● **What the exercise asks**: Pick out each line below that contains the string "fence" and copy those lines. Case counts, so only count a match when the letters agree in upper and lower case.

● **Exercise material**:
····················

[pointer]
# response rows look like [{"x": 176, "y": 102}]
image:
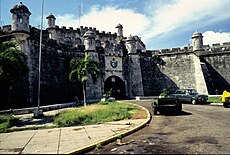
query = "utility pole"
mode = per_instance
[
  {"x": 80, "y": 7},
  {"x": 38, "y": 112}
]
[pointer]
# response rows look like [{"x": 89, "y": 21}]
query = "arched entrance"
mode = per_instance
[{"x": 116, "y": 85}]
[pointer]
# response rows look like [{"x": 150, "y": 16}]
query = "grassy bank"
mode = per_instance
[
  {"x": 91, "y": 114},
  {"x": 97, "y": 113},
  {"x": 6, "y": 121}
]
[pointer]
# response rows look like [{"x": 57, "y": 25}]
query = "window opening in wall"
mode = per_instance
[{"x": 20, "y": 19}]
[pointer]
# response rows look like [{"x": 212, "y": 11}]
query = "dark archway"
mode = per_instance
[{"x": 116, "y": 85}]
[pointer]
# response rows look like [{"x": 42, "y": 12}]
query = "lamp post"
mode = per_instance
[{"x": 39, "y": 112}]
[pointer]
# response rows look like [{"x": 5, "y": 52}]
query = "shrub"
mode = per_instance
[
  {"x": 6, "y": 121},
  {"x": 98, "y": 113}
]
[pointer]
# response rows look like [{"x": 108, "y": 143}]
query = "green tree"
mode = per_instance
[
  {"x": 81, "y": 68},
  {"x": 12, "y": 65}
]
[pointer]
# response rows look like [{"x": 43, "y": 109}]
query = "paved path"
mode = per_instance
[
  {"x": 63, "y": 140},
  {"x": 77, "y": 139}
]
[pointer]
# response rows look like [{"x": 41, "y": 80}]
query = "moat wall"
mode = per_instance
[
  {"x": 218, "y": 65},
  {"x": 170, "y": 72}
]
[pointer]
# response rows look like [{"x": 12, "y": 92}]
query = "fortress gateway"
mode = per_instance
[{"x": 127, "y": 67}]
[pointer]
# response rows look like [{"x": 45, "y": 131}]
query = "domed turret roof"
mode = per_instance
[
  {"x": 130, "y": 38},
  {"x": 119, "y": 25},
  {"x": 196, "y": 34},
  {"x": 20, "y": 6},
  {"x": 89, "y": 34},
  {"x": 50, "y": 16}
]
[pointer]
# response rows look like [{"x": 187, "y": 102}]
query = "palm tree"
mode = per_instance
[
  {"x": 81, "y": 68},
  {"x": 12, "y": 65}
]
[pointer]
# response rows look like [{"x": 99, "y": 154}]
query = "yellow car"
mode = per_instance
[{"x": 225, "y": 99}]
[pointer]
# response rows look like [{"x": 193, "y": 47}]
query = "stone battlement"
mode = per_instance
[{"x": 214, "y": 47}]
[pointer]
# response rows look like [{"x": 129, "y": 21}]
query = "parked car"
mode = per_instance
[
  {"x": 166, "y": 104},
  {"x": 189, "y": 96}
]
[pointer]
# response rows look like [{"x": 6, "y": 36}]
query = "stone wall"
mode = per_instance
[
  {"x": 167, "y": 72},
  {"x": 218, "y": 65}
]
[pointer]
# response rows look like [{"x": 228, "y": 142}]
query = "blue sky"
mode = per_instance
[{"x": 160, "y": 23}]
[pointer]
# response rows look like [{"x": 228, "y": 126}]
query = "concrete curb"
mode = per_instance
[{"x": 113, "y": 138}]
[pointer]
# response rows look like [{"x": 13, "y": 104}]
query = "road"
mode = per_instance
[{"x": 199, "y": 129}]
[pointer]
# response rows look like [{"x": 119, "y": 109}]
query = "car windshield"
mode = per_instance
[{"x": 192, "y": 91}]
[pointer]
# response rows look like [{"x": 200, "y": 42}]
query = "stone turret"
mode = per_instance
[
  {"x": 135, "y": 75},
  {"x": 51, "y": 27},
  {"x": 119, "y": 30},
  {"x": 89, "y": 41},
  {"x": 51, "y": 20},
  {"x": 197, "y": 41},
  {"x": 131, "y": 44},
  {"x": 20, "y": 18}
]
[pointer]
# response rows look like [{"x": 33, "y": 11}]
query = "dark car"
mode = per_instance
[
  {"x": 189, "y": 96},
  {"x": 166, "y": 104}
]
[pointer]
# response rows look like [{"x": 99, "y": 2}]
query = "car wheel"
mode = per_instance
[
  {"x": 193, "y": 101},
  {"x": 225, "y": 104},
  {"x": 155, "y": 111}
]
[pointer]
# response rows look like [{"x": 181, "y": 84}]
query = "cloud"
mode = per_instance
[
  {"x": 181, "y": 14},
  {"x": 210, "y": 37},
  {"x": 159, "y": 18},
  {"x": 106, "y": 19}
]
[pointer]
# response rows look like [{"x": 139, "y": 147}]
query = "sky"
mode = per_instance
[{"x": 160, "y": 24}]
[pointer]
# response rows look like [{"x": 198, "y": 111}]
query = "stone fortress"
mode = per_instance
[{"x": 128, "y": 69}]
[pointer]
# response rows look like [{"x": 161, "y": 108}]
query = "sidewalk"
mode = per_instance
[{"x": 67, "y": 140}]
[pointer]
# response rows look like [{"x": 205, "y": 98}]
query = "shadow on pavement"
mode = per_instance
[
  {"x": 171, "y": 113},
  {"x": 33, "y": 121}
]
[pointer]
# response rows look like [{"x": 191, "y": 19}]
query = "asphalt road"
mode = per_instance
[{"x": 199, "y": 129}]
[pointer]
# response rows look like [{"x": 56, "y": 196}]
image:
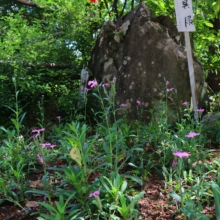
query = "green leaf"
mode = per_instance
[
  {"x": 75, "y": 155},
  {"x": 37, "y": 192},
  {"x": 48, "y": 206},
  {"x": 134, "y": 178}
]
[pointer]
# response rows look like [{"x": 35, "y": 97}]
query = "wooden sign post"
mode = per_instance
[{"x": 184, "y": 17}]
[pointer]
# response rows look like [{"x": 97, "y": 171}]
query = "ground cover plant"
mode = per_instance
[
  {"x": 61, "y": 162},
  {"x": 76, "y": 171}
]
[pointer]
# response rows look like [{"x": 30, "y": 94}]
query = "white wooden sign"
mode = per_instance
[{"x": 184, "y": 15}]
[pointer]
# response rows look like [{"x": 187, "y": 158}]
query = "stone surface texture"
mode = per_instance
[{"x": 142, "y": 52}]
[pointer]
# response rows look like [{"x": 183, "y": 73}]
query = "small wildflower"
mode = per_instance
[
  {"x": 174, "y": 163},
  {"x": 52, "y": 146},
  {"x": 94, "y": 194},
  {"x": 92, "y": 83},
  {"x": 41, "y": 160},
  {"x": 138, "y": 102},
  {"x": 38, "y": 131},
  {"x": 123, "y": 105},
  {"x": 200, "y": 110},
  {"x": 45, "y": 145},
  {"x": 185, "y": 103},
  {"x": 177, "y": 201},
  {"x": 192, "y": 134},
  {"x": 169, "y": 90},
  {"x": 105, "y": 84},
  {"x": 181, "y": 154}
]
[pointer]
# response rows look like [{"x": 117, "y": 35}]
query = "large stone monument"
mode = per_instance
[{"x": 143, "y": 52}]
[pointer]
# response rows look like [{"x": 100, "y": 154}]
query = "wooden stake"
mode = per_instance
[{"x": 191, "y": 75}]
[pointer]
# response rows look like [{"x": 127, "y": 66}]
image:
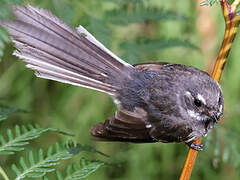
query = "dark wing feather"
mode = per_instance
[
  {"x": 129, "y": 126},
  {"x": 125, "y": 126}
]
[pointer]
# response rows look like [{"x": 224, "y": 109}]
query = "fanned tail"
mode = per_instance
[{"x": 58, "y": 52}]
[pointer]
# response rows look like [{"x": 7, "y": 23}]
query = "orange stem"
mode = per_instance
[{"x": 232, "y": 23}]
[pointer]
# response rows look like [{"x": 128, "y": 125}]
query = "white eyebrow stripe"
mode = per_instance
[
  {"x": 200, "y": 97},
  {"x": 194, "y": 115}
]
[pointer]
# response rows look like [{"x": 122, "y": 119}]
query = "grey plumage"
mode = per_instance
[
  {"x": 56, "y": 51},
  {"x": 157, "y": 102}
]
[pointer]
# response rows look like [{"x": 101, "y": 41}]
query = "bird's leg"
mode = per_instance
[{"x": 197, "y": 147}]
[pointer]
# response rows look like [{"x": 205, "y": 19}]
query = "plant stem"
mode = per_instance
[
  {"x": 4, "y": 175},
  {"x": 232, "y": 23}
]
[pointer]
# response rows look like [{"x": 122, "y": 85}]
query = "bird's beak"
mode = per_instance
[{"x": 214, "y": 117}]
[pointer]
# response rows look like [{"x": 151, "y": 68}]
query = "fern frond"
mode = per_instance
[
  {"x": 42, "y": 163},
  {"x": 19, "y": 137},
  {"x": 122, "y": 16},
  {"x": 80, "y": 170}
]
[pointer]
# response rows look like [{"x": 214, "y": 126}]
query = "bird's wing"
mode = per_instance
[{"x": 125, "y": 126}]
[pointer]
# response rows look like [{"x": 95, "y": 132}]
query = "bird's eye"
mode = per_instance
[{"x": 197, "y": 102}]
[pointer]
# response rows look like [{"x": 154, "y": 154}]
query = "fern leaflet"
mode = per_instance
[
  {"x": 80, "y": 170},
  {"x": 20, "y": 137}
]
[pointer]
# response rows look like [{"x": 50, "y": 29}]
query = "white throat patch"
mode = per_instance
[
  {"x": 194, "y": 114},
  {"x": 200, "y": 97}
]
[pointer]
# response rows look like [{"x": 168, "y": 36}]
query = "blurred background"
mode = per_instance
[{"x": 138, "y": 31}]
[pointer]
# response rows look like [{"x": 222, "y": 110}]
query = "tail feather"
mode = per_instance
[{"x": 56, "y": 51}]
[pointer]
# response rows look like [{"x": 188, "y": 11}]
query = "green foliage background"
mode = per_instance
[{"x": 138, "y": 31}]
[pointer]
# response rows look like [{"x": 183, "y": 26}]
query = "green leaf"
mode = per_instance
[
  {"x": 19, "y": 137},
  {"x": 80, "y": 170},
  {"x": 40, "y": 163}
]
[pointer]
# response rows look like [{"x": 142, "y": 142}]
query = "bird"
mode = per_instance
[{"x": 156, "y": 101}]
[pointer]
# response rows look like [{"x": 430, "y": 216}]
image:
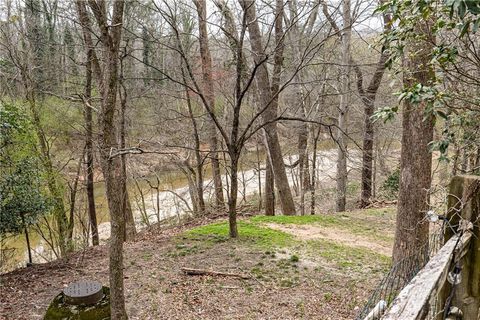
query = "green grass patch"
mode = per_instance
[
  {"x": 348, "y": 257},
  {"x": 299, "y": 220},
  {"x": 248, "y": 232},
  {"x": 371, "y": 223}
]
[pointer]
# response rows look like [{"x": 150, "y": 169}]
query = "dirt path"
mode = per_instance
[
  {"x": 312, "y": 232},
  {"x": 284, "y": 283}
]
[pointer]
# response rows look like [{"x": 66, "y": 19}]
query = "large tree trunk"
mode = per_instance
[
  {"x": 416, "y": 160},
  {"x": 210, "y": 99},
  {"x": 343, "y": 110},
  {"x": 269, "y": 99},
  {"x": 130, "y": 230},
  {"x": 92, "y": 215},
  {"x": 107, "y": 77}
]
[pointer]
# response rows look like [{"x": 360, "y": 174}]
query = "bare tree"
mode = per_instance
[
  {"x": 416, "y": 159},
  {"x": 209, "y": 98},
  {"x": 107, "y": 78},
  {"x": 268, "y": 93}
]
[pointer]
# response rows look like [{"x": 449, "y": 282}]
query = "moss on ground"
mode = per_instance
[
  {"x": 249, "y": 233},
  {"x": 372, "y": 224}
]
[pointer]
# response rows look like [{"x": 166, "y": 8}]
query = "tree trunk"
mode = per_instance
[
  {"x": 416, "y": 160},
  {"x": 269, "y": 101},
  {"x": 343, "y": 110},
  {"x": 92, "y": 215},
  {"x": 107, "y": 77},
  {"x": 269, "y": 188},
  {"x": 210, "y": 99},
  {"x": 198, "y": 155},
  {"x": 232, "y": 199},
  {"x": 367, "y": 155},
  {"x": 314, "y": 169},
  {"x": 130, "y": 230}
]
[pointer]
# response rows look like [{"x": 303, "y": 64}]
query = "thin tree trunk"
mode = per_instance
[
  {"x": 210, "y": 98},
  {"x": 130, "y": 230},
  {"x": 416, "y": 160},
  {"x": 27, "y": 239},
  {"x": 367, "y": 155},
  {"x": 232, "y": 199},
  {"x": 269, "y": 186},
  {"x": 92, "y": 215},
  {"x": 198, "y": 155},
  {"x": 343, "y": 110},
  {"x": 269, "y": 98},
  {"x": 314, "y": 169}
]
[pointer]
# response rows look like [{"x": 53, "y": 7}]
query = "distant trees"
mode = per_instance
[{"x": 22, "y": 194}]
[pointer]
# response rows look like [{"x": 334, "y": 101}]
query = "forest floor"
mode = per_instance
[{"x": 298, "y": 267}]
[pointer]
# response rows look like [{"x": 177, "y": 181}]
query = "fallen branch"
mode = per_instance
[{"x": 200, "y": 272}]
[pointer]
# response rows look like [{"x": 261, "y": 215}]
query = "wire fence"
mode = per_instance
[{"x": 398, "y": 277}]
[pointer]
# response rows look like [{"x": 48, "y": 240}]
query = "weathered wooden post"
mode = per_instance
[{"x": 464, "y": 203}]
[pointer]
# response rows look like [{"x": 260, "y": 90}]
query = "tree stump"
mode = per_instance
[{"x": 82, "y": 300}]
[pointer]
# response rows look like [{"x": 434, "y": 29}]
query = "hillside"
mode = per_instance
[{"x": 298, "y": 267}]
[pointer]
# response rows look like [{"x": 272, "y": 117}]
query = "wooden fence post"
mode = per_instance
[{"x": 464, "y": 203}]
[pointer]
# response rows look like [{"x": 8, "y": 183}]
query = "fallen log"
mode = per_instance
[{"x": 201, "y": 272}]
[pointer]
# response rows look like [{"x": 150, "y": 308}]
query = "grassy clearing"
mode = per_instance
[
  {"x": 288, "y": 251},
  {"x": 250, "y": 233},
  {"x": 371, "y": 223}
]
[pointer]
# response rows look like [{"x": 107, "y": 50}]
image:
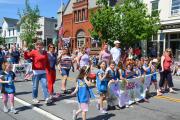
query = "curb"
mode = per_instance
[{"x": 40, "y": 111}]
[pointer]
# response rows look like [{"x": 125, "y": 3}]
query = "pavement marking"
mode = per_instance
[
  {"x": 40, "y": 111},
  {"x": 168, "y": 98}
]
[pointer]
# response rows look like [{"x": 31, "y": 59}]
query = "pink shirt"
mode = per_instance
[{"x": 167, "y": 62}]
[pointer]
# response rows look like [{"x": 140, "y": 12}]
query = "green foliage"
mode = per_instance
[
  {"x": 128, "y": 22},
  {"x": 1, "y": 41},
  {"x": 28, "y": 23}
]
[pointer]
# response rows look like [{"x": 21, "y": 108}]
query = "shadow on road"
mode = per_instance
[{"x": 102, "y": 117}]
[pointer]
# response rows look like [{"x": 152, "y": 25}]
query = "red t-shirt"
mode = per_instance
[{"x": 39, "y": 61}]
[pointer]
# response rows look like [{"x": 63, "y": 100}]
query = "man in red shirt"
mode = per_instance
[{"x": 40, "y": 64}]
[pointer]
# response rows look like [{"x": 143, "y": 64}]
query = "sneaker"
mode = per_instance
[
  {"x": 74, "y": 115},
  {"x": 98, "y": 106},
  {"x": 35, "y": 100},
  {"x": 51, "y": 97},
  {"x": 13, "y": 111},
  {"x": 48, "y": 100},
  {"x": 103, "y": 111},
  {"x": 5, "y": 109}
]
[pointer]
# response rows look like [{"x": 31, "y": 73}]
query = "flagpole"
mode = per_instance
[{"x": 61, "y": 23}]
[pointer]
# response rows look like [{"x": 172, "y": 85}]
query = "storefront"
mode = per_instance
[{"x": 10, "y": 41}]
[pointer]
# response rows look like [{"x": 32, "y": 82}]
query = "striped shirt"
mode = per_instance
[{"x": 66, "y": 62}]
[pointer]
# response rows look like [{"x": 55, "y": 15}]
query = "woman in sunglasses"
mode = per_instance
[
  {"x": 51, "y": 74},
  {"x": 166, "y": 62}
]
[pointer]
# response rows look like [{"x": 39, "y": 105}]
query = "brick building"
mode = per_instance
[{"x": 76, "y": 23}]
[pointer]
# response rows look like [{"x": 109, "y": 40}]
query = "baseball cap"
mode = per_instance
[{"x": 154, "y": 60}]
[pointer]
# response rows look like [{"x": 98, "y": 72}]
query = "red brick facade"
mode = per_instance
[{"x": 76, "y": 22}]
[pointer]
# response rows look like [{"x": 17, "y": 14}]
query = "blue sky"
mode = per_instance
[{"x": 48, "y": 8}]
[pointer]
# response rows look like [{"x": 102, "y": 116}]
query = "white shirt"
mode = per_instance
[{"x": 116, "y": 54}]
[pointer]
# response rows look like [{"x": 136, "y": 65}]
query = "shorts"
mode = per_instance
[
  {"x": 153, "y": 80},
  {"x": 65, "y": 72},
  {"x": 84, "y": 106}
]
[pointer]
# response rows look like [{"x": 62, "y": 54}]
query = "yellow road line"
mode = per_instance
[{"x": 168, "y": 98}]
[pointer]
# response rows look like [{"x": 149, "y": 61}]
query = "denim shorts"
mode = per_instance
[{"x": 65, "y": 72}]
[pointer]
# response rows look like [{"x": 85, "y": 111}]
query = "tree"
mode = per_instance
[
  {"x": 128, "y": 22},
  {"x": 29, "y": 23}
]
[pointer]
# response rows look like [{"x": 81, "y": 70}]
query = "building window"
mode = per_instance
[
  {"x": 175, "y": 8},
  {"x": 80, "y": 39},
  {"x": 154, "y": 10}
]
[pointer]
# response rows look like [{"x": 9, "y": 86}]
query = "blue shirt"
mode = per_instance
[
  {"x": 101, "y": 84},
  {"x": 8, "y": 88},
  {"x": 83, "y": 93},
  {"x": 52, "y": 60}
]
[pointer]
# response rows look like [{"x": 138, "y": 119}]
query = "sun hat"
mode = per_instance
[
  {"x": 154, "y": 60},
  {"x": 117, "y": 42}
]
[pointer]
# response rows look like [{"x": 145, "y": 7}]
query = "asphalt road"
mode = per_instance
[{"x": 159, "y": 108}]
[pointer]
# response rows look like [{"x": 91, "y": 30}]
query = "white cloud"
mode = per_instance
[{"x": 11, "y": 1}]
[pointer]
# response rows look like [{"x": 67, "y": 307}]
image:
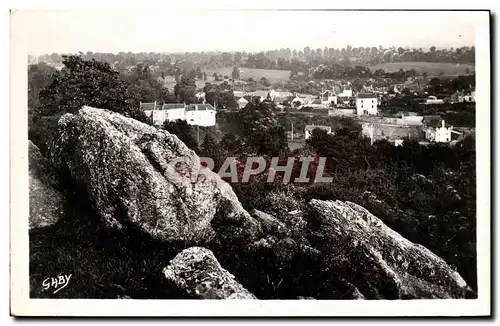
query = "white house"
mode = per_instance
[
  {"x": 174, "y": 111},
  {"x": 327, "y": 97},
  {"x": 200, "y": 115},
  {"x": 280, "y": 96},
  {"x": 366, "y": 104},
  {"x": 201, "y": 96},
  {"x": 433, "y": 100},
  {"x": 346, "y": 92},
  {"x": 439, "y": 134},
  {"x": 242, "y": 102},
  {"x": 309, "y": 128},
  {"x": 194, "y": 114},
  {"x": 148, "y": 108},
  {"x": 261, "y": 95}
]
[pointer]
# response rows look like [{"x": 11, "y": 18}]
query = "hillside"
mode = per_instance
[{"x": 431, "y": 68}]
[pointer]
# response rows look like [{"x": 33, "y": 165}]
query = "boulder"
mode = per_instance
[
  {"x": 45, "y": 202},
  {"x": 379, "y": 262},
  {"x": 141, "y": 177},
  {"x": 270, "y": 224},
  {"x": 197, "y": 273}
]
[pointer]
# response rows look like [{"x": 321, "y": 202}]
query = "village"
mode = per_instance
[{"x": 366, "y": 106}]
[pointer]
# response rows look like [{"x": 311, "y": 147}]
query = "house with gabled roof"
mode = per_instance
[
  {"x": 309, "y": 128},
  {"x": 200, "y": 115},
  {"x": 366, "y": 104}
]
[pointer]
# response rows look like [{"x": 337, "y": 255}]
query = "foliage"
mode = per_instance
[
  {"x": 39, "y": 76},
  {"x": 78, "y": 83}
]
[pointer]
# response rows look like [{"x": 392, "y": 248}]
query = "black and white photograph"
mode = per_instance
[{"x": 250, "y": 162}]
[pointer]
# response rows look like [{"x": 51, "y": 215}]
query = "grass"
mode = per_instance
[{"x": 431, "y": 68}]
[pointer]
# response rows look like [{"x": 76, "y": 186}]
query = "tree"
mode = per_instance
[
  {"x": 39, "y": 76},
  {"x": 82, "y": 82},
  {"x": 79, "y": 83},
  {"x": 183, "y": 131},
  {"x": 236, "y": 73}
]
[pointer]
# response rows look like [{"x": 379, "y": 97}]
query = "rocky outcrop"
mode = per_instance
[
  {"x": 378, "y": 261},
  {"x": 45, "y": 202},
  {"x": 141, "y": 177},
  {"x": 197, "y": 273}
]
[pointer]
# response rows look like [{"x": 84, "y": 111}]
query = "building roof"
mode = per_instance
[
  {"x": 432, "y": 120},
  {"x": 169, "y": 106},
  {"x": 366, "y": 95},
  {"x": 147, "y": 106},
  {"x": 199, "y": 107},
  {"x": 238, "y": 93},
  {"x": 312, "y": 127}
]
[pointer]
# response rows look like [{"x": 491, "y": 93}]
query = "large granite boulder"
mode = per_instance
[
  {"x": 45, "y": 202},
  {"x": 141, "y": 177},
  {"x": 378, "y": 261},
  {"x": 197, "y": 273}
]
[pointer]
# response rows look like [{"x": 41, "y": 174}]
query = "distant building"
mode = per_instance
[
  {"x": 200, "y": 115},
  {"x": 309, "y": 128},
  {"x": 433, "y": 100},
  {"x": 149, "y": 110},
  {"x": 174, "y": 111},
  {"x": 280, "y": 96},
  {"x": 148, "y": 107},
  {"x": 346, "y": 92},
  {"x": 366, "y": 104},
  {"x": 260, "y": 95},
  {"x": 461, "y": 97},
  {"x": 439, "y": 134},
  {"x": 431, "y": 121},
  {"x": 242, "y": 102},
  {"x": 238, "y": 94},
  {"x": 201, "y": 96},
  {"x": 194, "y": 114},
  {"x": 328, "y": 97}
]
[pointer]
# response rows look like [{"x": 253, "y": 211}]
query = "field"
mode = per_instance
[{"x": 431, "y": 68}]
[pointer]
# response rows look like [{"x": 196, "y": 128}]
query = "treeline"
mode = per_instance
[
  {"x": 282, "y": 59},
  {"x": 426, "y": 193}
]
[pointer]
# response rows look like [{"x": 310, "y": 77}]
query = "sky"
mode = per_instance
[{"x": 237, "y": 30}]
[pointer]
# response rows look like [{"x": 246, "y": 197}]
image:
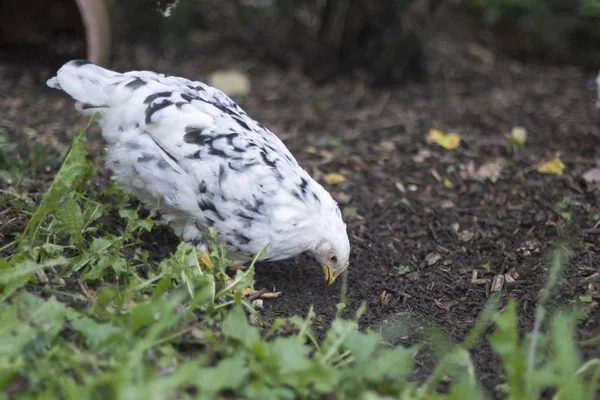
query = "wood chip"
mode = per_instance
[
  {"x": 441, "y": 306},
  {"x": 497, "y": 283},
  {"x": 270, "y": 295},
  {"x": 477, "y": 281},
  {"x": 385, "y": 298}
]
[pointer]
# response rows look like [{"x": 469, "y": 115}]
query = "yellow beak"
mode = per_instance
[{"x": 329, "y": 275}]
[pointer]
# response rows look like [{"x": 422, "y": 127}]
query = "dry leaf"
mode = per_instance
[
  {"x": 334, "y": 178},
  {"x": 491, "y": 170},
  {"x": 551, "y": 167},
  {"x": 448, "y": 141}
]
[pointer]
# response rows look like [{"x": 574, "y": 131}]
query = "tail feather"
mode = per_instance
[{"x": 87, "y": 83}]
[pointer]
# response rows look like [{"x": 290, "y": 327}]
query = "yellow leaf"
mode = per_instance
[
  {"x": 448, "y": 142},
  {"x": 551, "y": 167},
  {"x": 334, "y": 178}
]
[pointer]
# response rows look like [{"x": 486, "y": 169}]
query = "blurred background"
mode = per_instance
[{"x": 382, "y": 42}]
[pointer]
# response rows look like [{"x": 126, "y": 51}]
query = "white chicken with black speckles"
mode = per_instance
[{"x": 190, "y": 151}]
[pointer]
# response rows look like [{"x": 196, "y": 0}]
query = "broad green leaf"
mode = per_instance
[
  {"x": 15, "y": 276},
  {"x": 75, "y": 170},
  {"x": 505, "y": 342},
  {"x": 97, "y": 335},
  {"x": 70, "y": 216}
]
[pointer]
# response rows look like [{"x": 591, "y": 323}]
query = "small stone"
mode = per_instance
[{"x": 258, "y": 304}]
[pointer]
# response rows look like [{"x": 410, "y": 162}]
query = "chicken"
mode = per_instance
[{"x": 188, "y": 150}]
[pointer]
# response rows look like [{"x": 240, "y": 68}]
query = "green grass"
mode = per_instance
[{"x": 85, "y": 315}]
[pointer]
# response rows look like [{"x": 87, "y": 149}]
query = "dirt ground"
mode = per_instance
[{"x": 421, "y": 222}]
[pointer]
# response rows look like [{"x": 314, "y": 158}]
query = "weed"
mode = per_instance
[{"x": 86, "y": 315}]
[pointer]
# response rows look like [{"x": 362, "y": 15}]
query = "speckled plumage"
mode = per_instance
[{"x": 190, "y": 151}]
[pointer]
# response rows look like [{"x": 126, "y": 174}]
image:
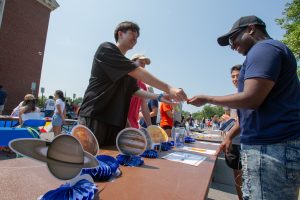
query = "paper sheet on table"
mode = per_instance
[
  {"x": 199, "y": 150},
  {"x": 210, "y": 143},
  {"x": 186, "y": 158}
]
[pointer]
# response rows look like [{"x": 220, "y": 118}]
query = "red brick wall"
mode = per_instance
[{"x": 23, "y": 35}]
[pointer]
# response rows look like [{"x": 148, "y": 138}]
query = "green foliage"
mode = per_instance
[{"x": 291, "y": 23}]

····················

● **The reply**:
query = "wire fence"
query = "wooden fence post"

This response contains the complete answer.